▶ To do
The entries below must be returned exactly as they stand.

▶ Exercise materials
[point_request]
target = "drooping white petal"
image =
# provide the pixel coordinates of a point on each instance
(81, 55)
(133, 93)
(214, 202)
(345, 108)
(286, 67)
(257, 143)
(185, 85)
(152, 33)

▶ Response to the exercise
[point_request]
target = "drooping white petal"
image =
# provide the pixel coordinates of a point on each instance
(81, 55)
(133, 93)
(214, 202)
(345, 108)
(286, 67)
(257, 143)
(185, 85)
(152, 33)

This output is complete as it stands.